- Provided passage
>>>

Posts Tagged ‘relational database’

Null

One of my favorite videos is Null Island from Minute Earth. I frequently link to it when I get into a discussion about whether null is an acceptable value for a certain use case.

What I really like is the definition around null and the focus of null having a concrete definition, that is: “we don’t know”. When used in this way, we have a clear understanding of what null is and the context in which it’s used (whether some field in a relational table, JSON object, value object, etc.) inherits this definition (i.e. “it’s either this value or we don’t know”), yielding something that’s fairly easy to reason about.

When nulls are ill-defined or have multiple definitions, complexity and confusion grow. Null is not:

  • Zero
  • Empty set
  • Empty string
  • Invalid value
  • A flag value for an error

Equating null to any of the above means that if you come across a null, you need to dig deeper into your code or database to figure out what that null actually means.

The flip side of this is avoiding nulls altogether, and there are really 2 cases here:

  • There is no need for null (i.e. we do know what the value is, in every use case)
  • Architect the system such that a null isn’t surfaced

In the first case, null doesn’t fit the use case, so there’s no need for it. When possible, this is ideal, and you avoid the necessity for null checks.

For the second case, architecting this way always seems to involve adding more complexity, to the point where it’s questionable if there’s a net benefit.

Pivot tables

One of the more interesting things I’ve learned about recently, that’s proven itself incredibly useful, is the pivot table. A pivot table turns rows into columns. This may seem odd, but the utility of this transformation becomes apparent when you have data that can’t be modeled precisely by a set of attributes because there are attributes which apply to some pieces of data and not others. The typical solution to this problem is simply to have additional columns, allowing for NULL values or defining an appropriate default value (e.g. empty string). However, with a large number of attributes or with user-defined attributes, this solution becomes unattractive, and constructing a pivot table is preferable.

Here I’ll present an example of constructing a pivot table for a schema in which a number of optional attributes, stored as key-value pairs, are attributed to entities. Here’s an ER diagram of the simple schema used in this example:

Pivot Table example schema

  • entities holds a list of entities (companies, users, etc.), with name being the only attribute required for all entities.
  • keyvals hold a list of key-value pairs to associate with entities.
  • entity_attributes maps keyvals to entities.

<<<

- Data entries
>>>

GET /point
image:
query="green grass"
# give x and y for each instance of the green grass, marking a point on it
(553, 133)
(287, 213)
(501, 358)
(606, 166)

<<<

- Exercises to complete
a. Please write out the part of the post on nulls and pivot tables between "In the first" and "a net benefit.", inclusive.
b. Continue the post on nulls and pivot tables from the point where it ends.
The records are separate material from the post on nulls and pivot tables.

- Per-task outputs
a.
In the first case, null doesn’t fit the use case, so there’s no need for it. When possible, this is ideal, and you avoid the necessity for null checks.

For the second case, architecting this way always seems to involve adding more complexity, to the point where it’s questionable if there’s a net benefit.

b.
An SQL query to grab all entities and all associated keyvals would look something like this:

SELECT *
FROM entities
LEFT JOIN entity_attributes ea ON ea.entity_id=entities.id
LEFT JOIN keyvals kv ON kv.id = ea.keyval_id
WHERE 1;

… this would return every entity LEFT JOINed with any associated keyval:

No pivot

We can turn each entry in the key column (keyvals.key) into its own column, with rows having the corresponding entry from the value column (keyvals.value), using a simple conditional statement and alias as shown below:

SELECT entities.*,
IF(kv.key='location', kv.value, '') AS location,
    
IF(kv.key='fax_num', kv.value, '') AS fax_num
FROM entities
LEFT JOIN entity_attributes ea ON ea.entity_id=entities.id
LEFT JOIN keyvals kv ON kv.id = ea.keyval_id
WHERE 1;

No pivot

The keys, location and fax_num, are now represented as columns. For entities with 2+ associated keyvals, we still have multiple rows for each entity, but the data is such that each row only holds a single value entry (keyvals.value) for a single key (keyvals.key), under the respective column. To get a single row per entity, we GROUP BY the entity and take the MAX of each key column.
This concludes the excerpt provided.